## EXERCISE PROMPT
Work out how many lines in the data include the string "below"; reply with that number alone.

[Start of Attachment]

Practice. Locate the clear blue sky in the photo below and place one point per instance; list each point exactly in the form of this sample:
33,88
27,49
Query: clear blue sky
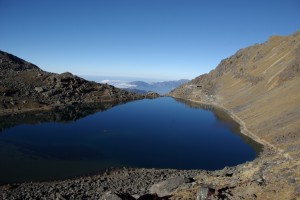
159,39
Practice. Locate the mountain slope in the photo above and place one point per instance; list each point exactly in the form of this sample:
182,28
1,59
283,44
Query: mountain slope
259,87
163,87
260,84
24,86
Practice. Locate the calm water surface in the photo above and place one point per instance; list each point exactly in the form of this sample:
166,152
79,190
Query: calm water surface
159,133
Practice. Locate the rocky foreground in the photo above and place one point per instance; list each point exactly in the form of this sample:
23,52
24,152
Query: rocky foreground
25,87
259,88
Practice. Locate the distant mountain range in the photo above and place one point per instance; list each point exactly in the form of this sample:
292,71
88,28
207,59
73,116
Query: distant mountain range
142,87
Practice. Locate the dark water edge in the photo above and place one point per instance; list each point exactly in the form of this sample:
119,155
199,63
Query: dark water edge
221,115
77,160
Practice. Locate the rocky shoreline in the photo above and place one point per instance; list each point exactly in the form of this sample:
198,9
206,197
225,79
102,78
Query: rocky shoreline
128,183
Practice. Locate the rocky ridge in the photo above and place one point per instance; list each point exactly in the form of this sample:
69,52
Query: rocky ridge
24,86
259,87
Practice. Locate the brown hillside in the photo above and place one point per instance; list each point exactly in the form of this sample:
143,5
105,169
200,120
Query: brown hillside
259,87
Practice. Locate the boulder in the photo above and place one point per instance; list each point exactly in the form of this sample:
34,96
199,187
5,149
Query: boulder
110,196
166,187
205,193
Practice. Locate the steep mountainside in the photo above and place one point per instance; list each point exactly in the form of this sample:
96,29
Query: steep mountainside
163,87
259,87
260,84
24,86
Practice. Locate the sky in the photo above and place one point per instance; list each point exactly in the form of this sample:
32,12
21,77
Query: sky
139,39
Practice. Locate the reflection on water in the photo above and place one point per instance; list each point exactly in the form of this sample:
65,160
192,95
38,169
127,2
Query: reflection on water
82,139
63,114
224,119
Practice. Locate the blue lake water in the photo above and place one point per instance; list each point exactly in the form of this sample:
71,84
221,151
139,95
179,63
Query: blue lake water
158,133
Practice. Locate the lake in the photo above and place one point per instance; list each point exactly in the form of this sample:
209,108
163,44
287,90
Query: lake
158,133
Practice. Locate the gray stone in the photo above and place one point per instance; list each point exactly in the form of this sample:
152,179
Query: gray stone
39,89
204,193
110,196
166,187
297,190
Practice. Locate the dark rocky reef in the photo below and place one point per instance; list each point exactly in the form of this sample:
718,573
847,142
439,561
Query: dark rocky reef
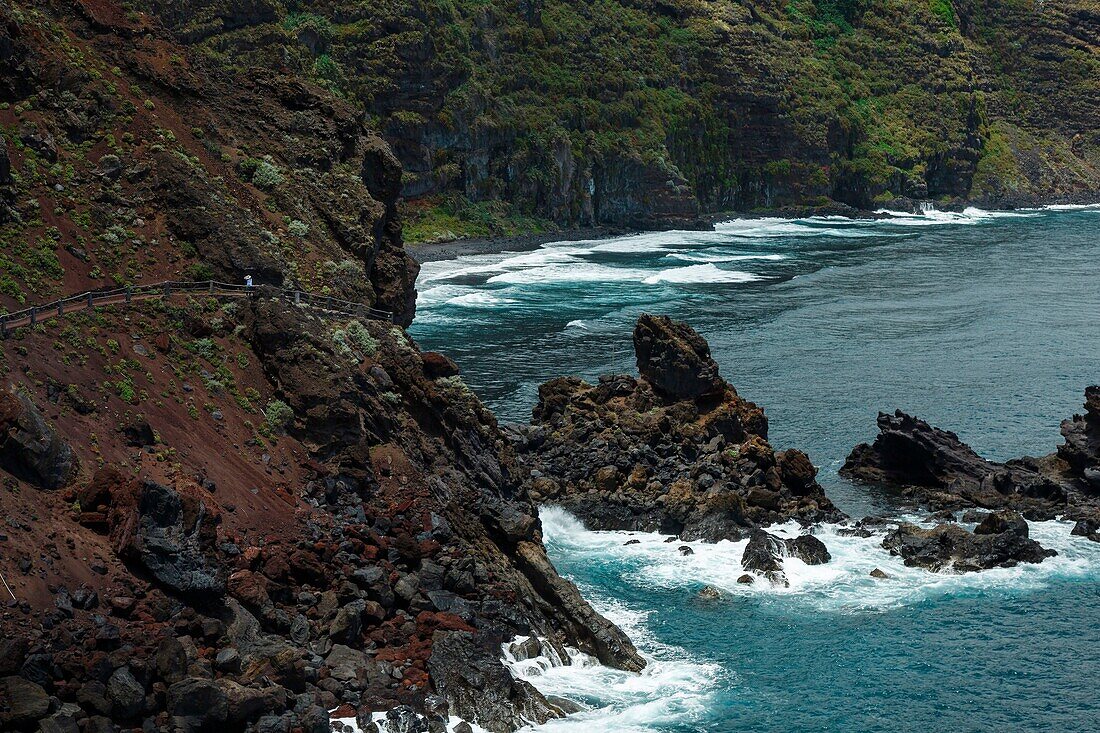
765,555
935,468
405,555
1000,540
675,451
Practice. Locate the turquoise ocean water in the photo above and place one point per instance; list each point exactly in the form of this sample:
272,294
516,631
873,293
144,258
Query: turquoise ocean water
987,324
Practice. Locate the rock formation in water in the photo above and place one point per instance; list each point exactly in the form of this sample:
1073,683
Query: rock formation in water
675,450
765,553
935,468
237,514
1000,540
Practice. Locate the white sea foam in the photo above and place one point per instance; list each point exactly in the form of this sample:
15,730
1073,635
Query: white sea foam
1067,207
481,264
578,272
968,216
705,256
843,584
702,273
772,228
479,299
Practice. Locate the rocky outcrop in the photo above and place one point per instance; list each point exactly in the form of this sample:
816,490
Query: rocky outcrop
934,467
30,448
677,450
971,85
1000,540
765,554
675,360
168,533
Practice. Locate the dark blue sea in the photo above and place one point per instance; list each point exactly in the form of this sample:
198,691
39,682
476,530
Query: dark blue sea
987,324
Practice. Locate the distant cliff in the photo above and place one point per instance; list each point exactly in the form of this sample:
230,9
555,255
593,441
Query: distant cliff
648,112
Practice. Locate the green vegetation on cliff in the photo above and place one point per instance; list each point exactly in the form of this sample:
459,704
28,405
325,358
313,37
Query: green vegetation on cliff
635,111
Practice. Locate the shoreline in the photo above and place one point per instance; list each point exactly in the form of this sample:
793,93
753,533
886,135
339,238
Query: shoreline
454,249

[End of Attachment]

## RESPONSE BOX
2